# GOAL
Count the lines in the records below that contain the string "road", and give only that number.
══ EXERCISE INPUT ══
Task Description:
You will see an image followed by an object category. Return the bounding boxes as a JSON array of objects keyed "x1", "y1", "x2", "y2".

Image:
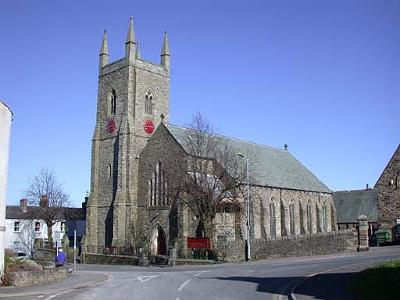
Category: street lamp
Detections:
[{"x1": 237, "y1": 153, "x2": 251, "y2": 261}]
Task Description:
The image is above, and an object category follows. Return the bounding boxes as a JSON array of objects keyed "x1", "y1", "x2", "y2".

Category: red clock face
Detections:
[
  {"x1": 143, "y1": 120, "x2": 154, "y2": 134},
  {"x1": 107, "y1": 119, "x2": 116, "y2": 133}
]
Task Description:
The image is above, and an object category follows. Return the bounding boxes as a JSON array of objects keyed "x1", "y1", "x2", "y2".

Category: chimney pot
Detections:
[
  {"x1": 39, "y1": 195, "x2": 49, "y2": 208},
  {"x1": 19, "y1": 199, "x2": 28, "y2": 213}
]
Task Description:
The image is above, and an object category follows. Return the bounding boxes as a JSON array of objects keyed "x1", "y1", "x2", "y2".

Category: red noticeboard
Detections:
[{"x1": 187, "y1": 238, "x2": 210, "y2": 249}]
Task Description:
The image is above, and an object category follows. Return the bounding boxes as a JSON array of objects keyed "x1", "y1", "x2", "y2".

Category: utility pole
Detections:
[
  {"x1": 237, "y1": 153, "x2": 251, "y2": 261},
  {"x1": 74, "y1": 229, "x2": 76, "y2": 274}
]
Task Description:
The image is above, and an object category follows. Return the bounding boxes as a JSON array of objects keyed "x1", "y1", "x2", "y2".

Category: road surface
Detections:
[{"x1": 3, "y1": 246, "x2": 400, "y2": 300}]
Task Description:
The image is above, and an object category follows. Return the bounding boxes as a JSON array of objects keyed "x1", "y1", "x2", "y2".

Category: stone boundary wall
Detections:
[
  {"x1": 251, "y1": 229, "x2": 358, "y2": 259},
  {"x1": 82, "y1": 253, "x2": 139, "y2": 266},
  {"x1": 10, "y1": 268, "x2": 69, "y2": 288}
]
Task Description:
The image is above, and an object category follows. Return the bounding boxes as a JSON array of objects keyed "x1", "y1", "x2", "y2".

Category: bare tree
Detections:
[
  {"x1": 175, "y1": 113, "x2": 245, "y2": 244},
  {"x1": 26, "y1": 168, "x2": 69, "y2": 247}
]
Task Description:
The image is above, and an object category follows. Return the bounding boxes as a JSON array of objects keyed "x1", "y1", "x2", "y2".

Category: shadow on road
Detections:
[{"x1": 214, "y1": 272, "x2": 357, "y2": 300}]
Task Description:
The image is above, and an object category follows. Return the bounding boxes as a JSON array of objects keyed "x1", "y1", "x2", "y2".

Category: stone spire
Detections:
[
  {"x1": 99, "y1": 30, "x2": 109, "y2": 72},
  {"x1": 161, "y1": 31, "x2": 170, "y2": 71},
  {"x1": 136, "y1": 41, "x2": 142, "y2": 59},
  {"x1": 125, "y1": 17, "x2": 136, "y2": 63}
]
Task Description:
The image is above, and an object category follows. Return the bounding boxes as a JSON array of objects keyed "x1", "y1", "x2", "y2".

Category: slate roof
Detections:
[
  {"x1": 168, "y1": 125, "x2": 332, "y2": 193},
  {"x1": 333, "y1": 189, "x2": 378, "y2": 223}
]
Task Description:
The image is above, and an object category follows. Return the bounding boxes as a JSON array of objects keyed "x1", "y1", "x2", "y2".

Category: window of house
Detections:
[
  {"x1": 14, "y1": 221, "x2": 21, "y2": 232},
  {"x1": 61, "y1": 221, "x2": 66, "y2": 231},
  {"x1": 144, "y1": 89, "x2": 154, "y2": 115},
  {"x1": 35, "y1": 222, "x2": 40, "y2": 232}
]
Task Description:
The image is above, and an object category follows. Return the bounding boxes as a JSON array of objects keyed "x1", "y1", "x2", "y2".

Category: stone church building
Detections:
[{"x1": 86, "y1": 19, "x2": 337, "y2": 257}]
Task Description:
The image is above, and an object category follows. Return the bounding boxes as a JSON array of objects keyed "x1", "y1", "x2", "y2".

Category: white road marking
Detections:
[
  {"x1": 194, "y1": 271, "x2": 207, "y2": 277},
  {"x1": 137, "y1": 275, "x2": 158, "y2": 283},
  {"x1": 178, "y1": 279, "x2": 190, "y2": 292}
]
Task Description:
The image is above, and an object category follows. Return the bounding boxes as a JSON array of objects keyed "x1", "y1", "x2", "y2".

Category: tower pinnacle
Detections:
[
  {"x1": 161, "y1": 31, "x2": 170, "y2": 70},
  {"x1": 136, "y1": 41, "x2": 142, "y2": 59},
  {"x1": 125, "y1": 17, "x2": 136, "y2": 63},
  {"x1": 126, "y1": 17, "x2": 135, "y2": 44},
  {"x1": 99, "y1": 30, "x2": 109, "y2": 73}
]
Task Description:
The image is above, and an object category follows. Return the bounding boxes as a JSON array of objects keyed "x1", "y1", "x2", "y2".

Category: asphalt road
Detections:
═══
# PROBLEM SOLUTION
4